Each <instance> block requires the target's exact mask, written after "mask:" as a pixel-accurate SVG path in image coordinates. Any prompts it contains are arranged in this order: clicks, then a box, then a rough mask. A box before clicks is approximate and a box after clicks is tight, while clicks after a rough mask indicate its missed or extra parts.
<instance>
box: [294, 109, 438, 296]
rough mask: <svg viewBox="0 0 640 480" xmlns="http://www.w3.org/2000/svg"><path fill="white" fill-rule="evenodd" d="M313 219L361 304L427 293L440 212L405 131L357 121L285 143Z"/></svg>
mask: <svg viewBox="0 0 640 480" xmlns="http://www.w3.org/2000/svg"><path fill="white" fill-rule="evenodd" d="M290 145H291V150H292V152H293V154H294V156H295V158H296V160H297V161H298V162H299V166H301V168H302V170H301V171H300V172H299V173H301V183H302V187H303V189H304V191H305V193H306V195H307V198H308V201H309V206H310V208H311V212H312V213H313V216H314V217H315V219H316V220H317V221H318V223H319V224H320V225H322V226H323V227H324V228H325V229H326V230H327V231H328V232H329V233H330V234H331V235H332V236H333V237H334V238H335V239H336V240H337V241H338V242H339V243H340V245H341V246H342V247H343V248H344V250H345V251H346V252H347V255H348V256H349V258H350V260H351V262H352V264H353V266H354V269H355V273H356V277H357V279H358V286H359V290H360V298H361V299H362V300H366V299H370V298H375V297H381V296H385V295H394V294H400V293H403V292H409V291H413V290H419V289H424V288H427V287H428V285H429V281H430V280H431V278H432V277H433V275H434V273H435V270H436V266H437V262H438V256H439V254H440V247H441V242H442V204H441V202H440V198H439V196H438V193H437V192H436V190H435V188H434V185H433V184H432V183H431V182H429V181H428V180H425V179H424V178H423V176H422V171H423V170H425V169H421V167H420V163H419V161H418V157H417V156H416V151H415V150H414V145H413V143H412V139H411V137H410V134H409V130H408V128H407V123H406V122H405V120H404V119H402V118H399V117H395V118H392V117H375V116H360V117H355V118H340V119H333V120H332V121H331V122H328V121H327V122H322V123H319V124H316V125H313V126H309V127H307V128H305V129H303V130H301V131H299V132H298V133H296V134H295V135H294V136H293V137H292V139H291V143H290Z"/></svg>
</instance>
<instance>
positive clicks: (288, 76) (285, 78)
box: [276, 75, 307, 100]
**********
From the first line to the last, retype the material exactly.

Each <instance> block requires the target's exact mask, written after "mask:" as a pixel-accurate SVG path in image coordinates. Any prompts it contains are arranged in this order: clicks, then a box, then a rough mask. A box before clicks is approximate and a box after clicks is tight, while clicks after a rough mask indicate its missed or extra parts.
<instance>
box: [294, 109, 438, 296]
rough mask: <svg viewBox="0 0 640 480" xmlns="http://www.w3.org/2000/svg"><path fill="white" fill-rule="evenodd" d="M313 219L361 304L427 293L440 212L405 131L357 121L285 143Z"/></svg>
mask: <svg viewBox="0 0 640 480" xmlns="http://www.w3.org/2000/svg"><path fill="white" fill-rule="evenodd" d="M290 145H291V150H292V152H293V154H294V156H295V158H296V160H297V161H298V162H299V166H301V168H302V170H301V171H300V172H299V173H301V183H302V187H303V189H304V191H305V193H306V195H307V198H308V201H309V206H310V208H311V212H312V213H313V216H314V217H315V219H316V220H317V221H318V223H319V224H320V225H322V226H323V227H324V228H325V229H326V230H327V231H328V232H329V233H330V234H331V235H332V236H333V237H334V238H335V239H336V240H337V241H338V242H339V243H340V245H341V246H342V247H343V248H344V250H345V251H346V252H347V255H348V256H349V258H350V260H351V262H352V264H353V266H354V269H355V273H356V277H357V279H358V286H359V290H360V298H361V299H362V300H366V299H370V298H375V297H381V296H385V295H394V294H400V293H403V292H409V291H413V290H419V289H424V288H427V287H428V285H429V281H430V280H431V278H432V277H433V275H434V273H435V270H436V266H437V262H438V256H439V254H440V247H441V242H442V204H441V202H440V198H439V196H438V193H437V192H436V190H435V188H434V185H433V184H432V183H431V182H429V181H428V180H425V179H424V178H423V176H422V171H423V170H425V169H421V167H420V163H419V161H418V157H417V156H416V151H415V150H414V145H413V143H412V139H411V137H410V134H409V130H408V128H407V123H406V122H405V120H404V119H402V118H399V117H395V118H392V117H375V116H360V117H355V118H340V119H333V120H332V121H331V122H328V121H327V122H322V123H319V124H316V125H313V126H309V127H307V128H305V129H303V130H301V131H299V132H298V133H296V134H295V135H294V136H293V137H292V139H291V143H290Z"/></svg>
</instance>
<instance>
positive clicks: (288, 76) (285, 78)
box: [276, 75, 307, 100]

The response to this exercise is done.